▶ Completa quanto segue:
1. Nel testo fornito, a chi si adatta perfettamente la normalità?
2. Traduci in inglese questa frase del testo fornito: «Chi ha detto che la normalità sta nel primo gruppo e non nel secondo?»
3. Estrai dal testo fornito, parola per parola, il tratto che va da "Ho però enormi" fino a "e poco articolato.".

▶ Testo fornito:
--*--
Ho però enormi perplessità sulla necessità di mettere una sorta di etichetta alla diversità.

È come dire: “se non rientri nel gruppo dei normali, quelli che ragionano in un determinato modo, farai parte del mondo sommerso dei diversi e andrai aiutato perché non raggiungi certi standard sociali”

Chi ha detto che la normalità sta nel primo gruppo e non nel secondo? Con che parametri si misura?

Io non mi sono mai sentita “normale”… Ho sempre fatto scelte diverse dalla media delle mie coetanee. Eppure nessuno si è mai sognato d’inserirmi nel gruppo dei cd. “divergenti”.

Credo che la diversità sia direttamente proporzionale al desiderio di rompere determinati schemi. Di contro, la normalità si adatta perfettamente a chi ha un pensiero semplice e poco articolato.
--*--
▶ Elenco fornito:
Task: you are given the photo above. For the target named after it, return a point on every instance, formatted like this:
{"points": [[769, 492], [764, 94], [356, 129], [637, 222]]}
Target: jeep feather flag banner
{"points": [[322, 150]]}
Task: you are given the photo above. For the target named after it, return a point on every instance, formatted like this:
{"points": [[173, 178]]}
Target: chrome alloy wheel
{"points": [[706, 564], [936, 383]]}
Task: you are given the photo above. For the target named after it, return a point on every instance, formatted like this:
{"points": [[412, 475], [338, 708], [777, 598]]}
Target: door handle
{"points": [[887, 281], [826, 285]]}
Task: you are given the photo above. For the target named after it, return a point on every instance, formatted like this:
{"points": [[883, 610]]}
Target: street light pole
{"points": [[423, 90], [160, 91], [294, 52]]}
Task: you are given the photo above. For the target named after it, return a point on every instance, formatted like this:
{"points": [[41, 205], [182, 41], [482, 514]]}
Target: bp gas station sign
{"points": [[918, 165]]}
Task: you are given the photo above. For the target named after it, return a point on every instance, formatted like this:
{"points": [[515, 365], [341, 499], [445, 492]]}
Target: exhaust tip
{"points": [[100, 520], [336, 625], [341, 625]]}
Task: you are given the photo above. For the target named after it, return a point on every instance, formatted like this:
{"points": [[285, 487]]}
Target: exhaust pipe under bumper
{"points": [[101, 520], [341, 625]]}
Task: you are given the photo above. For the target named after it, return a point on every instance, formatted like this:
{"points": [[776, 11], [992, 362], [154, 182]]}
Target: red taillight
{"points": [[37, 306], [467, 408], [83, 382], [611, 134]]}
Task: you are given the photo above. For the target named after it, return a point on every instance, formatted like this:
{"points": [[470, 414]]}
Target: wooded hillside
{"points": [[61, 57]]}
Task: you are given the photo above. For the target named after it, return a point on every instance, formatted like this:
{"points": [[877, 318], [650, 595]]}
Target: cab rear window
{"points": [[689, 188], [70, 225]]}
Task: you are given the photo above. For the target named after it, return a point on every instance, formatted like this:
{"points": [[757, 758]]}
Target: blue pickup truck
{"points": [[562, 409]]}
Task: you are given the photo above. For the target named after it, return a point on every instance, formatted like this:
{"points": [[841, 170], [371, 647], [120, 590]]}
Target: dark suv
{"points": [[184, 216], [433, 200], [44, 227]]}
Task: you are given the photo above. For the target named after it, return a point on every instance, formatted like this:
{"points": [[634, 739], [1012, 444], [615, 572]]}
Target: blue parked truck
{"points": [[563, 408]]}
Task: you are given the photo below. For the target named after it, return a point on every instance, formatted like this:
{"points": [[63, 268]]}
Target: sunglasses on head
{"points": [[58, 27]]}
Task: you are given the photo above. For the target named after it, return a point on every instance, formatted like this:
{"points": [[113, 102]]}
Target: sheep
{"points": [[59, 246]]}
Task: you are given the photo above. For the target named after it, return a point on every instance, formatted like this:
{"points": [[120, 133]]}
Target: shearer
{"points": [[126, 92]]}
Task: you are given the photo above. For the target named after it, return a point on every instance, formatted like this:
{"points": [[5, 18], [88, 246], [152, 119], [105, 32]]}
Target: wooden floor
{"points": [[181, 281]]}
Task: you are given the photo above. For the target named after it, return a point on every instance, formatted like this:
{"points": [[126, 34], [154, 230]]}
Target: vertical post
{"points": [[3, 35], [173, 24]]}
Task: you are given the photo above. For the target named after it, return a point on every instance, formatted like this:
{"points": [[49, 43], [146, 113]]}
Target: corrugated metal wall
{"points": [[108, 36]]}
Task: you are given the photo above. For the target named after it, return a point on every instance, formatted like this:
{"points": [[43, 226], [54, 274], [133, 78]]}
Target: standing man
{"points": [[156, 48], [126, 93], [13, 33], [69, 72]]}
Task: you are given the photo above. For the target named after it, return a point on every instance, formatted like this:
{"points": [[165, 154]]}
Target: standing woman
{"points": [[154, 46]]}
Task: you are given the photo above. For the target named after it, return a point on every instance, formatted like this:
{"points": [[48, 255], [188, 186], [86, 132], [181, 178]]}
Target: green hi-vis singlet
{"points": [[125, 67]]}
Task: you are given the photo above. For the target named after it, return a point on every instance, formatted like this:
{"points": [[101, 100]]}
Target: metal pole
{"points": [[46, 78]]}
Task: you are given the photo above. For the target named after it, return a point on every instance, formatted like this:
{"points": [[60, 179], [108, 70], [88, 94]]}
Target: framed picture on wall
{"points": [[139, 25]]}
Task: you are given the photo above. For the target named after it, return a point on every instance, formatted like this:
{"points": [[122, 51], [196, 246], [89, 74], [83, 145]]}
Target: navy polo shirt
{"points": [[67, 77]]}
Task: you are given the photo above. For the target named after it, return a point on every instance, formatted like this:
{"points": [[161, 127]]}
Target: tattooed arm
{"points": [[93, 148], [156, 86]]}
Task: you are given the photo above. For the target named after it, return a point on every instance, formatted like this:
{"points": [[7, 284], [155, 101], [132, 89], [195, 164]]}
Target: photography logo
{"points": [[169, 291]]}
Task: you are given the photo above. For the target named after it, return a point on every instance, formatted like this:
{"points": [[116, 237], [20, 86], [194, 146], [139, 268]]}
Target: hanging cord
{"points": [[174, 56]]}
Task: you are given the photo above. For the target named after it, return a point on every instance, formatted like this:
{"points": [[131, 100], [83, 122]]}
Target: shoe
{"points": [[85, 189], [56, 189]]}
--*--
▶ Risposte ai compiti:
1. A chi ha un pensiero semplice e poco articolato.

2. Who said that normality lies in the first group and not in the second?

3.
Ho però enormi perplessità sulla necessità di mettere una sorta di etichetta alla diversità.

È come dire: “se non rientri nel gruppo dei normali, quelli che ragionano in un determinato modo, farai parte del mondo sommerso dei diversi e andrai aiutato perché non raggiungi certi standard sociali”

Chi ha detto che la normalità sta nel primo gruppo e non nel secondo? Con che parametri si misura?

Io non mi sono mai sentita “normale”… Ho sempre fatto scelte diverse dalla media delle mie coetanee. Eppure nessuno si è mai sognato d’inserirmi nel gruppo dei cd. “divergenti”.

Credo che la diversità sia direttamente proporzionale al desiderio di rompere determinati schemi. Di contro, la normalità si adatta perfettamente a chi ha un pensiero semplice e poco articolato.